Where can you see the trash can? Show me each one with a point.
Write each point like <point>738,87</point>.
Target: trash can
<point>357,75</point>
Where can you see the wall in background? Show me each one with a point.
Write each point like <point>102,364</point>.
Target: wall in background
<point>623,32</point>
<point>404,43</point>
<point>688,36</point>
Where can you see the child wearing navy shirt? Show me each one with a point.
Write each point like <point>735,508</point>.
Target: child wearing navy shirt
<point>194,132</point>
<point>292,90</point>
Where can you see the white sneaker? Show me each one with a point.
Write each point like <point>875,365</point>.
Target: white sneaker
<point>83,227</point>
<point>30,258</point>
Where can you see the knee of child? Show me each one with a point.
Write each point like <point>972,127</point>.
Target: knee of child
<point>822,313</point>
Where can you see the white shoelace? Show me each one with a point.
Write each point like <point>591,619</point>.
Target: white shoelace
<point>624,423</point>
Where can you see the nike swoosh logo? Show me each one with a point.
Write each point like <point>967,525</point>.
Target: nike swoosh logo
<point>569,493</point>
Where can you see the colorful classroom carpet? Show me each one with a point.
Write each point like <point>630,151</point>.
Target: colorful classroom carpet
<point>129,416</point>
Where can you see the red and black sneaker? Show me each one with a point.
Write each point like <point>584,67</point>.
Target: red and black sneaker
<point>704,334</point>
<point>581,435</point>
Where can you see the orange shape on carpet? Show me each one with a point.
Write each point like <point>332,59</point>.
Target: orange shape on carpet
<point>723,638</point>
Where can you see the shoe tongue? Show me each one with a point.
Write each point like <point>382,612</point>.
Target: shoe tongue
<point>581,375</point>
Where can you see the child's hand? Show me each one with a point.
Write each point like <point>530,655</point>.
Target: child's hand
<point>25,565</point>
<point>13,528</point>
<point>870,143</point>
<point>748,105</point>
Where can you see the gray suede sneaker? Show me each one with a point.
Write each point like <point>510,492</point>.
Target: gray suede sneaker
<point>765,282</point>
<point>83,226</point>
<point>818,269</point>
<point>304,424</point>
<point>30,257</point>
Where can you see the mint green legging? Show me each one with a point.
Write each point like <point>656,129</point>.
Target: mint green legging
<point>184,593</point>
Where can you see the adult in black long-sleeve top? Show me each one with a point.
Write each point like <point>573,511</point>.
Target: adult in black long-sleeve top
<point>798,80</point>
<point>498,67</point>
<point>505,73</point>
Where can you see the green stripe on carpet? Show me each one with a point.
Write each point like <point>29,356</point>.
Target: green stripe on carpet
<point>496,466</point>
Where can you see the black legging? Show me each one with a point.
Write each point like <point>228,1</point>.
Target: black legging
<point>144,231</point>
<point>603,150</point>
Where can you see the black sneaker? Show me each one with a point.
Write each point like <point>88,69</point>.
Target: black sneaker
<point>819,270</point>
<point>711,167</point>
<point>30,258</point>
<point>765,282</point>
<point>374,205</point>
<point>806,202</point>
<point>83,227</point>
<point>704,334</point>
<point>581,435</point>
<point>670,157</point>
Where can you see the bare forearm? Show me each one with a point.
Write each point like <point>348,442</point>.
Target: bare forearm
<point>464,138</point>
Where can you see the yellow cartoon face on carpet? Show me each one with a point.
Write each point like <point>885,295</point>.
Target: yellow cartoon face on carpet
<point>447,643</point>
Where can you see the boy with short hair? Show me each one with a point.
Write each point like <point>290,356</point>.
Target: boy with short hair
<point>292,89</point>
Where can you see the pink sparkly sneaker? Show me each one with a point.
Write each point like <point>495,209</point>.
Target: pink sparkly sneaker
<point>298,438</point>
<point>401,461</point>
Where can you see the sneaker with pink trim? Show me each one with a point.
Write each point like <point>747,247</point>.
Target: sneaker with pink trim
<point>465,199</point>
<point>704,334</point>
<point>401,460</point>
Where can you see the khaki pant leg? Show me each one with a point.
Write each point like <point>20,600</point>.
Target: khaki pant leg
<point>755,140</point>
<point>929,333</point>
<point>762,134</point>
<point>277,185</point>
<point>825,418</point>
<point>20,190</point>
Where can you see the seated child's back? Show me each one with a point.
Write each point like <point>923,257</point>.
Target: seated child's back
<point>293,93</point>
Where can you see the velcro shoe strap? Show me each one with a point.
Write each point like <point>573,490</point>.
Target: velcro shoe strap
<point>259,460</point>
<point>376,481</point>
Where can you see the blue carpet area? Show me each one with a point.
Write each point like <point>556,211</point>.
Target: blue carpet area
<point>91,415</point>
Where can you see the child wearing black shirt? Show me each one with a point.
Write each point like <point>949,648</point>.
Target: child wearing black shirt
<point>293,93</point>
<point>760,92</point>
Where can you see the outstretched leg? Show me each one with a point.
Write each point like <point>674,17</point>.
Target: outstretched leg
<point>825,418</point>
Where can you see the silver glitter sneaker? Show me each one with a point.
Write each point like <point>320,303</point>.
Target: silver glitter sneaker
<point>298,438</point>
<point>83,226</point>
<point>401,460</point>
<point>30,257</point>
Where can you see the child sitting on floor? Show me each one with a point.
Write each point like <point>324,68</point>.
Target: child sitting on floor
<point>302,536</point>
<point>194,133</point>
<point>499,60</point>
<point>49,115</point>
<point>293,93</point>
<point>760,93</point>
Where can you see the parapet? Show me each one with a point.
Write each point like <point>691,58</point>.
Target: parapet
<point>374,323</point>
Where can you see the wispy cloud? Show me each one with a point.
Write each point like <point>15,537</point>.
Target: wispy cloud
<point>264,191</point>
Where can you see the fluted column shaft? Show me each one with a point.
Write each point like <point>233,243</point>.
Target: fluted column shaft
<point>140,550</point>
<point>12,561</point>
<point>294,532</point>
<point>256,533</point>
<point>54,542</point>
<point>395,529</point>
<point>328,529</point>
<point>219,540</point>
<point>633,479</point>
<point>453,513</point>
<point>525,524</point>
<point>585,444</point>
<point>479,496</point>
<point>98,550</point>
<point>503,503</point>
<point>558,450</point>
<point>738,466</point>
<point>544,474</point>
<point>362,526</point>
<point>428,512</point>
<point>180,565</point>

• • • •

__EXERCISE REQUIREMENTS__
Your answer must be the full listing above, printed exactly as it stands.

__ANSWER TO THIS TASK__
Where can you see the trash can? Show me each one with a point.
Write each point like <point>738,87</point>.
Target: trash can
<point>357,75</point>
Where can you see the wall in background? Show me each one with a point.
Write each point like <point>102,364</point>.
Target: wall in background
<point>623,32</point>
<point>404,43</point>
<point>688,36</point>
Where can you see the child wearing navy shirt? Show me each one with a point.
Write each point like <point>735,508</point>.
Target: child wearing navy shirt
<point>194,132</point>
<point>292,90</point>
Where can you see the white sneaker? Show me each one with a point.
Write each point like <point>875,365</point>.
Target: white sneaker
<point>83,227</point>
<point>30,258</point>
Where can you see the knee of child? Show me each one with a point.
Write each point like <point>972,127</point>.
Target: knee of child
<point>822,313</point>
Where can you see the white shoelace? Show me each one with a point.
Write each point like <point>591,619</point>.
Target: white shoelace
<point>624,423</point>
Where can you see the nike swoosh logo? Show me each one with a point.
Write each point like <point>967,525</point>.
Target: nike swoosh logo
<point>569,493</point>
Where can you see the colorful classroom carpet? Show me each one with a point.
Write each point like <point>630,151</point>.
Target: colorful classroom carpet
<point>129,416</point>
Where can you see the red and black sneaker? Show me each one with a point.
Write each point like <point>584,67</point>.
Target: red and black sneaker
<point>704,334</point>
<point>581,435</point>
Where can you see the orange shape on carpet? Show me each one with a point.
Write each point like <point>332,59</point>.
Target: orange shape on carpet
<point>723,638</point>
Where can you see the shoe tongue? Show me each one with a point.
Write each point like <point>382,612</point>.
Target: shoe tongue
<point>581,375</point>
Where can you see the child's hand? Show me each one with a point.
Write each point like <point>530,655</point>.
Target: child's hand
<point>25,565</point>
<point>13,528</point>
<point>870,143</point>
<point>748,105</point>
Where can you see the gray suede sneaker? Show me each one with a point.
Write each point like <point>510,492</point>.
Target: gray suede sneaker
<point>765,282</point>
<point>83,226</point>
<point>818,269</point>
<point>304,424</point>
<point>30,257</point>
Where can you see the mint green legging? Show me each one with a point.
Write each point like <point>656,129</point>.
Target: mint green legging
<point>184,593</point>
Where can you see the adult in black long-sleeve top? Show me each one with a point.
Write each point like <point>573,511</point>.
Target: adult in black long-sleeve top
<point>798,80</point>
<point>498,67</point>
<point>505,73</point>
Where can you see the green stripe on carpet? Show me each one with a point.
Write each point like <point>29,356</point>.
Target: green stripe on carpet
<point>496,466</point>
Where can you see the black legging? Show me each one with a point.
Write each point like <point>228,1</point>.
Target: black legging
<point>144,231</point>
<point>603,150</point>
Where can you see the black sneaker? Show me each one with a point.
Write each point like <point>88,69</point>.
Target: black sneaker
<point>819,270</point>
<point>711,167</point>
<point>30,258</point>
<point>765,282</point>
<point>374,205</point>
<point>806,202</point>
<point>83,227</point>
<point>704,334</point>
<point>581,435</point>
<point>670,157</point>
Where can you see the bare forearm? Show me each one with a point.
Write each point like <point>348,442</point>.
Target: bare forearm
<point>464,138</point>
Where can you see the yellow cartoon face on carpet? Show me each one with a point.
Write each point like <point>885,295</point>.
Target: yellow cartoon face on carpet
<point>447,643</point>
Where can you see the boy with short hair? Show me each one with a point.
Write each point like <point>290,356</point>.
Target: boy with short hair
<point>292,89</point>
Where can you see the pink sparkly sneaker? Show me each one with a point.
Write each point like <point>495,209</point>.
Target: pink sparkly sneaker
<point>298,438</point>
<point>401,461</point>
Where can you see the sneaker with pink trim? Show me each one with a point.
Write each point like <point>747,247</point>.
Target: sneaker with pink trim
<point>465,199</point>
<point>704,334</point>
<point>401,460</point>
Where can you see the khaki pant leg? Show me each one with a point.
Write each point like <point>20,600</point>.
Target: khaki pant leg
<point>755,140</point>
<point>929,333</point>
<point>762,134</point>
<point>277,185</point>
<point>825,418</point>
<point>20,190</point>
Where can you see the seated child's back? Show me each one with a point.
Write each point like <point>923,257</point>.
Target: seated child's back
<point>293,93</point>
Where can you see the velcro shoe strap? Show me each one with a point.
Write each point like <point>573,490</point>.
Target: velcro shoe strap
<point>259,460</point>
<point>376,481</point>
Where can you see the blue carpet area? Show me each one with a point.
Write each point like <point>556,211</point>.
Target: blue carpet area
<point>91,415</point>
Where can you see the child wearing black shirt? Show me each one with a point.
Write each point like <point>949,648</point>.
Target: child wearing black shirt
<point>293,93</point>
<point>760,92</point>
Where can you see the outstretched leg? Show me each one with a point.
Write each point like <point>674,17</point>.
Target: outstretched leg
<point>825,418</point>
Where can you see the silver glitter sneaker? Show me each one with a point.
Write each point like <point>320,303</point>.
Target: silver glitter sneaker
<point>298,438</point>
<point>83,226</point>
<point>401,460</point>
<point>30,257</point>
Where can you see the child sitting on floor? Show me each one with a point.
Write each point like <point>324,68</point>.
Target: child sitting on floor
<point>302,536</point>
<point>194,133</point>
<point>499,60</point>
<point>49,115</point>
<point>293,93</point>
<point>760,93</point>
Where can you see the parapet? Show me each one with a point.
Write each point like <point>691,58</point>.
Target: parapet
<point>374,323</point>
Where can you see the wispy cloud? Show me each one with a point.
Write each point like <point>15,537</point>.
Target: wispy cloud
<point>264,191</point>
Where can you see the fluted column shaft? Show me each one with a point.
Write each point like <point>233,243</point>.
Target: fluted column shaft
<point>140,550</point>
<point>12,561</point>
<point>294,532</point>
<point>256,533</point>
<point>54,542</point>
<point>395,529</point>
<point>328,529</point>
<point>219,540</point>
<point>633,479</point>
<point>453,513</point>
<point>525,524</point>
<point>585,444</point>
<point>479,496</point>
<point>98,550</point>
<point>503,503</point>
<point>558,450</point>
<point>738,466</point>
<point>544,474</point>
<point>362,526</point>
<point>428,512</point>
<point>180,565</point>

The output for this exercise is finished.